* _Your goal_:
Write out every record in full, exactly as written, please.

* _Records for processing_:
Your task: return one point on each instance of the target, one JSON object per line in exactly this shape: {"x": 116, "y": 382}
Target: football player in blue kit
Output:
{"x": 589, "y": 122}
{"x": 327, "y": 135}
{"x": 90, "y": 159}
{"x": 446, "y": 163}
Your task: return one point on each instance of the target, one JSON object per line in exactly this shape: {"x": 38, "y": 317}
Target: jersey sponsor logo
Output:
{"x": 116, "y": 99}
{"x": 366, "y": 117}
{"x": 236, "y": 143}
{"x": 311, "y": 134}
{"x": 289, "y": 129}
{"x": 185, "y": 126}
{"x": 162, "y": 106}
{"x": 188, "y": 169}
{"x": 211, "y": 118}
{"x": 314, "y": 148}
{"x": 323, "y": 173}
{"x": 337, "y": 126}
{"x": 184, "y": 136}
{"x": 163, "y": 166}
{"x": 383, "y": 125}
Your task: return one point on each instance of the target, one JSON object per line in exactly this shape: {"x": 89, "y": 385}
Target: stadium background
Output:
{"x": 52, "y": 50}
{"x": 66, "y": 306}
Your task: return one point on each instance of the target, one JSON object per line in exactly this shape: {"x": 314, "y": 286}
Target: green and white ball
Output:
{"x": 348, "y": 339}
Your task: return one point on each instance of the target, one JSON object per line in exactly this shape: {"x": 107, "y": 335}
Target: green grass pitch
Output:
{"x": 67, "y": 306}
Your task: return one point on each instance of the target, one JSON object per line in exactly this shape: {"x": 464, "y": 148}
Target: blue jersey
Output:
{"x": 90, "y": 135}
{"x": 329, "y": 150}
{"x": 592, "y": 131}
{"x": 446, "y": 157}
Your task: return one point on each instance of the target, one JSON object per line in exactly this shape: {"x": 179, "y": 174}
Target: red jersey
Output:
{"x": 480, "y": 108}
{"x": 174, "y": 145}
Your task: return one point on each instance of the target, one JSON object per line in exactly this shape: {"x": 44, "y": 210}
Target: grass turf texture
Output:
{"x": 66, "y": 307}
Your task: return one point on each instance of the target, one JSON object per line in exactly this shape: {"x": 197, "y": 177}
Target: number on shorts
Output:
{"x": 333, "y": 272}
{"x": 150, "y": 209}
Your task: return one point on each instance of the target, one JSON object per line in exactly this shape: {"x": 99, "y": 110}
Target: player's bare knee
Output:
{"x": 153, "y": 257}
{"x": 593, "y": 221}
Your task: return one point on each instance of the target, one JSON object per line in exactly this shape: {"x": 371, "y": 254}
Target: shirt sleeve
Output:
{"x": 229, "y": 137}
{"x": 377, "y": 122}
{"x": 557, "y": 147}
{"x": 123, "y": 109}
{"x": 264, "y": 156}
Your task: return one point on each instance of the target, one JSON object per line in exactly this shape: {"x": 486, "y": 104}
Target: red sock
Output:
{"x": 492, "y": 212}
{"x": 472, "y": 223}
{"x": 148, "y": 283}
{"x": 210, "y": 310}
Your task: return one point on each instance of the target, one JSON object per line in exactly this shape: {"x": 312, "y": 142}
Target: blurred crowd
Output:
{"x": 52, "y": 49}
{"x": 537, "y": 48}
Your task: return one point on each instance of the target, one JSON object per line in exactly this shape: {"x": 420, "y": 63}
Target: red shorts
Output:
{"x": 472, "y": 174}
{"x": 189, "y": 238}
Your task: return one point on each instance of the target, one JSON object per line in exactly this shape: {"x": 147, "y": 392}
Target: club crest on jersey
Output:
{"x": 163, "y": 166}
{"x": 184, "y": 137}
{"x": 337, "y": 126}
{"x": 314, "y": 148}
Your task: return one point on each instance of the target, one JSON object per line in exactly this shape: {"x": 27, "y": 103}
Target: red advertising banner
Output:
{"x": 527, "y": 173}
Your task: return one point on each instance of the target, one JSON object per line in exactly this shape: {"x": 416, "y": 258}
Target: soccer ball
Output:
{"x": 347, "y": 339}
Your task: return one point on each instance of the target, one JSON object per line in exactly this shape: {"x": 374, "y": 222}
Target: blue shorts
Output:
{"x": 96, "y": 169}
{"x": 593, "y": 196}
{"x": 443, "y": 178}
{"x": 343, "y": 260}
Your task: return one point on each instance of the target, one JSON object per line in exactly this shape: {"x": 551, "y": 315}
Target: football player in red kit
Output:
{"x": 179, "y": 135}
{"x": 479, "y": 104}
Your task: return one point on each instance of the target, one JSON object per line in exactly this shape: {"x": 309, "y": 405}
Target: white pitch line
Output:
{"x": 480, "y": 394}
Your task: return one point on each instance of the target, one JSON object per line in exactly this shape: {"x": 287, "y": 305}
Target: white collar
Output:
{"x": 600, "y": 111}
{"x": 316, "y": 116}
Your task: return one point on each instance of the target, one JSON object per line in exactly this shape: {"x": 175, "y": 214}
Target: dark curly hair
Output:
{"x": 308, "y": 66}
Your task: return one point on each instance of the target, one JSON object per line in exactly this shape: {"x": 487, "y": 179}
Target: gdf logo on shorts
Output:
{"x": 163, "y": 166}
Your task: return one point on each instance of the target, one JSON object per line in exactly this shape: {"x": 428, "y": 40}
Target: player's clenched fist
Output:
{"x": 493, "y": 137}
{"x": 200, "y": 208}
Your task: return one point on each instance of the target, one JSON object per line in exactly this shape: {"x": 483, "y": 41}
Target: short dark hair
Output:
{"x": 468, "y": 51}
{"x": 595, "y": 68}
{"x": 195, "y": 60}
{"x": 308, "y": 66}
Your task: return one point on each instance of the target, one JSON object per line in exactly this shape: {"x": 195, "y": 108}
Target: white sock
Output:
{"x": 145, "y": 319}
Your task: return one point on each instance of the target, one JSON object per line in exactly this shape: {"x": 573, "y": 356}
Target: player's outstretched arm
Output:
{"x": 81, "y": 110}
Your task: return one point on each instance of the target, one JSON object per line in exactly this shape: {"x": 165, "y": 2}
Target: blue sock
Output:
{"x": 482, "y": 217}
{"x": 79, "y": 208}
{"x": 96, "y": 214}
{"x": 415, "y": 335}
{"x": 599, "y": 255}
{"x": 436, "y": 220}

* _Response to this exercise_:
Your task: return one point on each instance of the target, one JSON object per line in exactly this shape: {"x": 116, "y": 382}
Target: football player in blue kit
Output:
{"x": 589, "y": 122}
{"x": 327, "y": 135}
{"x": 90, "y": 159}
{"x": 446, "y": 163}
Your task: return one point on each instance of the target, one JSON object per line in exactly this shape: {"x": 38, "y": 317}
Target: jersey sponsor logo
Output:
{"x": 116, "y": 99}
{"x": 366, "y": 117}
{"x": 236, "y": 143}
{"x": 311, "y": 134}
{"x": 289, "y": 129}
{"x": 185, "y": 126}
{"x": 162, "y": 106}
{"x": 188, "y": 169}
{"x": 211, "y": 118}
{"x": 314, "y": 148}
{"x": 323, "y": 173}
{"x": 337, "y": 126}
{"x": 184, "y": 136}
{"x": 163, "y": 166}
{"x": 383, "y": 125}
Your task: return one point on each instance of the target, one JSON object per line in exactly this shape: {"x": 89, "y": 385}
Target: stadium background
Output:
{"x": 52, "y": 50}
{"x": 66, "y": 306}
Your task: return one point on each instance of the target, one JSON object per line in exactly this shape: {"x": 314, "y": 286}
Target: green and white ball
Output:
{"x": 348, "y": 339}
Your task: return one point on each instance of the target, one JSON object per line in exactly this shape: {"x": 107, "y": 335}
Target: green grass pitch
Output:
{"x": 67, "y": 306}
Your task: return one point on each instance of the target, one JSON object per line in exactly this shape: {"x": 464, "y": 148}
Target: blue jersey
Output:
{"x": 90, "y": 135}
{"x": 329, "y": 150}
{"x": 592, "y": 131}
{"x": 446, "y": 157}
Your task: return one point on each instance of the target, one JSON object per line in exactly this shape: {"x": 179, "y": 174}
Target: red jersey
Output:
{"x": 480, "y": 108}
{"x": 174, "y": 145}
Your task: return one point on each instance of the target, one JSON object per line in exactly this shape: {"x": 44, "y": 210}
Target: grass turf texture
Output:
{"x": 66, "y": 307}
Your task: return one point on each instance of the target, one JSON object per line in exactly this shape: {"x": 197, "y": 177}
Target: number on shorts
Output:
{"x": 333, "y": 272}
{"x": 150, "y": 209}
Your task: return one point on each instance of the target, one JSON object per line in exactly this shape: {"x": 99, "y": 110}
Target: player's bare knee
Output:
{"x": 153, "y": 257}
{"x": 593, "y": 221}
Your task: return one point on each instance of the target, one JSON object per line in exactly this shape: {"x": 371, "y": 254}
Target: shirt sleeve
Output:
{"x": 229, "y": 137}
{"x": 377, "y": 122}
{"x": 557, "y": 147}
{"x": 123, "y": 109}
{"x": 264, "y": 156}
Your task: return one point on each instance of the target, one JSON object per line in exactly this shape: {"x": 486, "y": 104}
Target: red sock
Output:
{"x": 492, "y": 212}
{"x": 472, "y": 223}
{"x": 148, "y": 283}
{"x": 210, "y": 310}
Your task: return one point on each instance of the target, one JSON object per line in exactly this shape: {"x": 312, "y": 142}
Target: blurred crowd
Output:
{"x": 52, "y": 49}
{"x": 537, "y": 48}
Your task: return one point on each instance of the target, one JSON object per line in exactly this shape: {"x": 420, "y": 63}
Target: red shorts
Output:
{"x": 472, "y": 174}
{"x": 189, "y": 238}
Your task: return one point on each instance of the target, one JSON object per line in exactly this shape: {"x": 147, "y": 392}
Target: club crest on jersey
Output:
{"x": 163, "y": 166}
{"x": 184, "y": 137}
{"x": 337, "y": 126}
{"x": 314, "y": 148}
Your task: return one point on each instance of the target, one JSON object per line in exactly this shape: {"x": 27, "y": 103}
Target: red advertising banner
Output:
{"x": 527, "y": 173}
Your task: return one point on each instance of the target, one JSON object per line in exactly this shape: {"x": 416, "y": 258}
Target: soccer ball
Output:
{"x": 347, "y": 339}
Your task: return one point on each instance of the target, one JSON object per line in exactly this shape: {"x": 374, "y": 222}
Target: blue shorts
Output:
{"x": 96, "y": 169}
{"x": 593, "y": 196}
{"x": 443, "y": 178}
{"x": 343, "y": 260}
Your task: return one point on each instance of the target, one JSON object per line in exactly this shape: {"x": 551, "y": 315}
Target: football player in red kit
Output:
{"x": 179, "y": 135}
{"x": 479, "y": 104}
Your task: return one point on each instance of the target, one JSON object per line in exactly this shape: {"x": 309, "y": 405}
Target: white pitch line
Output:
{"x": 480, "y": 394}
Your task: return one point on each instance of the target, one JSON object per line in exactly this shape: {"x": 287, "y": 305}
Target: white collar
Output:
{"x": 600, "y": 111}
{"x": 316, "y": 116}
Your task: return one point on each instance of the target, one JSON object per line in exactly this shape: {"x": 175, "y": 214}
Target: dark curly hair
Output:
{"x": 308, "y": 66}
Your task: return one point on each instance of the target, one JSON object per line in exactly this shape: {"x": 487, "y": 179}
Target: gdf logo on shorts
Output:
{"x": 163, "y": 166}
Your task: return one point on each instance of the target, one JSON object per line in exactly this shape: {"x": 428, "y": 40}
Target: player's clenched fist
Output:
{"x": 493, "y": 137}
{"x": 200, "y": 208}
Your task: return one point on each instance of the target, one JSON object per line in exactly this shape: {"x": 483, "y": 41}
Target: short dark hair
Output:
{"x": 468, "y": 51}
{"x": 595, "y": 68}
{"x": 195, "y": 60}
{"x": 308, "y": 66}
Your task: return one point on each instance of the target, one JSON object per line in exactly this shape: {"x": 195, "y": 108}
Target: white sock
Output:
{"x": 145, "y": 319}
Your task: return one point on each instance of the target, one JSON object per line in exactly this shape: {"x": 573, "y": 356}
Target: player's outstretched arm
Output:
{"x": 81, "y": 110}
Your task: return one point on each instance of the target, one JSON object per line in exactly this shape: {"x": 165, "y": 2}
Target: blue sock
Output:
{"x": 482, "y": 217}
{"x": 79, "y": 208}
{"x": 96, "y": 214}
{"x": 415, "y": 335}
{"x": 599, "y": 255}
{"x": 436, "y": 220}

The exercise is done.